Saved entries
##########
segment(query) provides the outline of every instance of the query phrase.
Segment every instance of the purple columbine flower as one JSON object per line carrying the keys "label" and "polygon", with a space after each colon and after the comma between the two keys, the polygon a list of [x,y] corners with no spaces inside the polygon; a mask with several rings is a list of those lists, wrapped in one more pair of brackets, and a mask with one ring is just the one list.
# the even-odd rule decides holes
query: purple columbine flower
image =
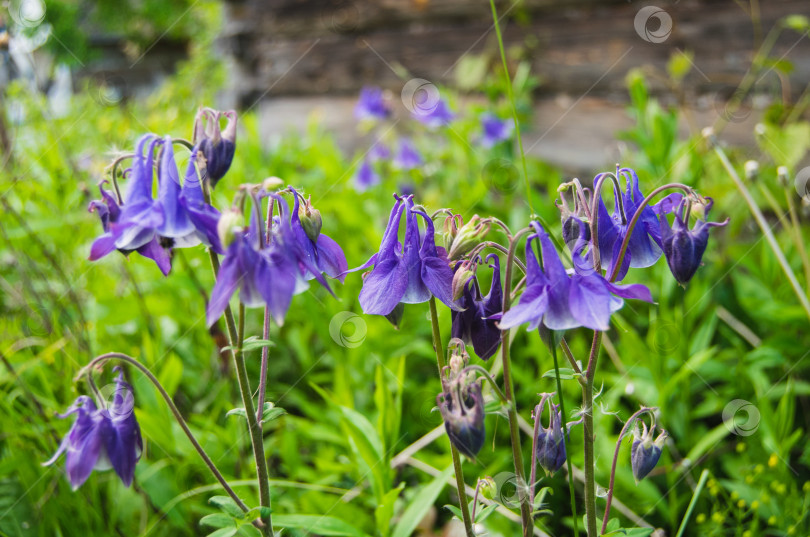
{"label": "purple columbine flower", "polygon": [[633,478],[636,483],[647,477],[652,472],[658,459],[661,458],[661,450],[667,439],[667,432],[661,431],[658,438],[653,440],[653,429],[647,430],[647,424],[642,423],[643,430],[639,432],[638,424],[633,430],[633,447],[630,450],[630,466],[633,469]]}
{"label": "purple columbine flower", "polygon": [[[432,106],[428,106],[428,104]],[[456,117],[450,110],[450,107],[447,106],[447,102],[441,98],[435,103],[424,103],[421,106],[417,105],[411,112],[411,116],[431,129],[437,129],[447,125]]]}
{"label": "purple columbine flower", "polygon": [[394,166],[400,170],[413,170],[421,165],[422,156],[416,150],[413,142],[407,138],[402,138],[399,141],[397,155],[394,157]]}
{"label": "purple columbine flower", "polygon": [[380,176],[374,171],[369,159],[364,159],[354,175],[354,187],[358,192],[365,192],[380,183]]}
{"label": "purple columbine flower", "polygon": [[498,119],[493,114],[481,116],[481,145],[490,148],[512,136],[514,125],[511,121]]}
{"label": "purple columbine flower", "polygon": [[534,451],[537,464],[551,475],[565,464],[567,457],[565,437],[568,436],[568,425],[565,426],[565,434],[563,434],[560,407],[551,402],[548,394],[544,394],[540,404],[534,407],[535,421],[540,420],[546,403],[549,406],[549,423],[548,427],[542,427],[539,423],[535,425],[537,436],[534,439]]}
{"label": "purple columbine flower", "polygon": [[[414,209],[412,196],[394,195],[396,203],[391,210],[383,233],[380,250],[355,269],[374,268],[364,276],[360,291],[360,306],[369,315],[388,315],[399,303],[426,302],[431,295],[453,309],[453,271],[444,248],[435,243],[433,221],[428,215]],[[405,237],[399,242],[399,223],[405,216]],[[425,219],[426,229],[420,243],[416,215]]]}
{"label": "purple columbine flower", "polygon": [[490,265],[492,284],[489,293],[482,297],[478,279],[475,275],[471,276],[464,284],[464,291],[458,303],[464,310],[451,313],[451,337],[458,338],[466,344],[472,343],[475,354],[482,360],[491,358],[501,345],[501,331],[495,319],[490,319],[503,307],[501,268],[497,255],[488,255],[486,262],[488,263],[490,259],[493,264]]}
{"label": "purple columbine flower", "polygon": [[67,412],[59,415],[66,418],[76,414],[76,421],[54,456],[43,466],[53,464],[66,453],[65,468],[73,490],[79,488],[93,470],[112,468],[125,486],[132,483],[135,464],[143,452],[143,440],[133,410],[132,386],[124,381],[120,371],[115,384],[115,396],[109,408],[97,408],[90,397],[81,395]]}
{"label": "purple columbine flower", "polygon": [[[639,188],[636,172],[630,168],[622,168],[619,173],[627,183],[627,189],[621,193],[624,216],[619,211],[618,203],[613,210],[613,214],[609,214],[605,203],[601,199],[599,200],[597,215],[599,251],[602,268],[607,271],[607,274],[613,271],[614,265],[618,262],[622,241],[627,235],[630,219],[633,218],[633,215],[641,206],[641,202],[644,201],[644,194],[641,193]],[[594,183],[598,180],[599,176],[594,179]],[[641,216],[627,243],[627,252],[617,276],[618,281],[624,279],[630,267],[650,267],[661,257],[662,244],[658,215],[662,214],[662,207],[670,207],[672,200],[678,198],[680,198],[680,194],[672,194],[658,204],[654,206],[648,205],[641,211]]]}
{"label": "purple columbine flower", "polygon": [[[526,240],[526,289],[520,302],[503,314],[501,330],[524,323],[529,323],[529,330],[541,323],[551,330],[580,326],[607,330],[611,313],[622,307],[619,297],[652,302],[649,289],[640,284],[616,285],[592,270],[575,270],[569,275],[548,234],[537,222],[531,225],[535,233]],[[532,248],[534,240],[540,241],[543,270]],[[579,266],[575,264],[575,268]]]}
{"label": "purple columbine flower", "polygon": [[371,149],[368,150],[367,158],[369,162],[388,160],[390,157],[391,157],[391,150],[388,149],[388,146],[385,145],[380,140],[374,142],[374,145],[372,145]]}
{"label": "purple columbine flower", "polygon": [[[461,454],[474,460],[486,440],[481,381],[475,379],[475,373],[463,370],[466,356],[454,355],[450,363],[443,371],[443,391],[436,397],[436,404],[450,442]],[[447,378],[445,371],[449,372]]]}
{"label": "purple columbine flower", "polygon": [[366,86],[360,90],[360,99],[354,107],[354,117],[358,120],[378,120],[391,117],[391,108],[385,102],[383,90],[376,86]]}
{"label": "purple columbine flower", "polygon": [[[264,225],[257,223],[262,221],[258,199],[254,201],[247,231],[244,228],[231,230],[233,240],[225,251],[206,309],[208,326],[219,319],[237,290],[239,300],[245,306],[267,305],[279,325],[284,323],[293,295],[307,289],[308,278],[315,278],[332,292],[321,269],[312,261],[311,252],[294,229],[287,202],[276,194],[270,196],[278,202],[280,214],[274,219],[268,245],[264,244]],[[300,221],[296,225],[300,227]],[[304,231],[302,227],[301,231]],[[329,253],[335,254],[331,249]],[[328,265],[324,260],[324,266]]]}
{"label": "purple columbine flower", "polygon": [[[304,205],[301,205],[301,196],[298,192],[292,187],[290,187],[290,191],[295,196],[290,225],[300,250],[304,252],[309,265],[317,267],[319,272],[323,272],[330,278],[342,282],[346,278],[346,270],[349,268],[343,250],[338,243],[320,232],[320,212],[312,208],[309,200],[305,200]],[[317,223],[305,225],[313,220]],[[307,271],[305,277],[307,280],[311,280],[315,278],[315,274]]]}
{"label": "purple columbine flower", "polygon": [[[223,117],[228,119],[228,123],[224,129],[220,129]],[[200,108],[194,120],[192,141],[205,157],[202,170],[213,188],[231,167],[236,152],[236,112]]]}
{"label": "purple columbine flower", "polygon": [[[163,154],[158,169],[158,199],[155,200],[152,197],[153,155],[161,144]],[[141,137],[129,170],[124,203],[119,206],[103,189],[102,200],[90,203],[89,210],[98,211],[105,232],[90,247],[90,260],[100,259],[116,249],[125,255],[137,251],[154,259],[163,274],[168,274],[172,248],[203,243],[222,253],[216,231],[219,211],[203,200],[194,166],[197,155],[196,149],[192,151],[186,181],[181,188],[171,138],[167,136],[162,140],[154,134]]]}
##########
→ **PROBLEM STATEMENT**
Starting at the first line of the records above, please copy each line exactly until you reach the line containing "query: purple columbine flower". Include that line and stop there.

→ **RESPONSE**
segment(query) provides the outline of every instance of the query phrase.
Segment every instance of the purple columbine flower as one JSON object per line carrying the keys "label" and "polygon", with a space after each colon and after the comma between the two keys, the polygon a list of [x,y] corners with no spaces inside the polygon; a mask with several rings is a list of those lists, wrapped in one more pair of brackets, and a mask with one ring is just the one list.
# the even-odd rule decides holes
query: purple columbine flower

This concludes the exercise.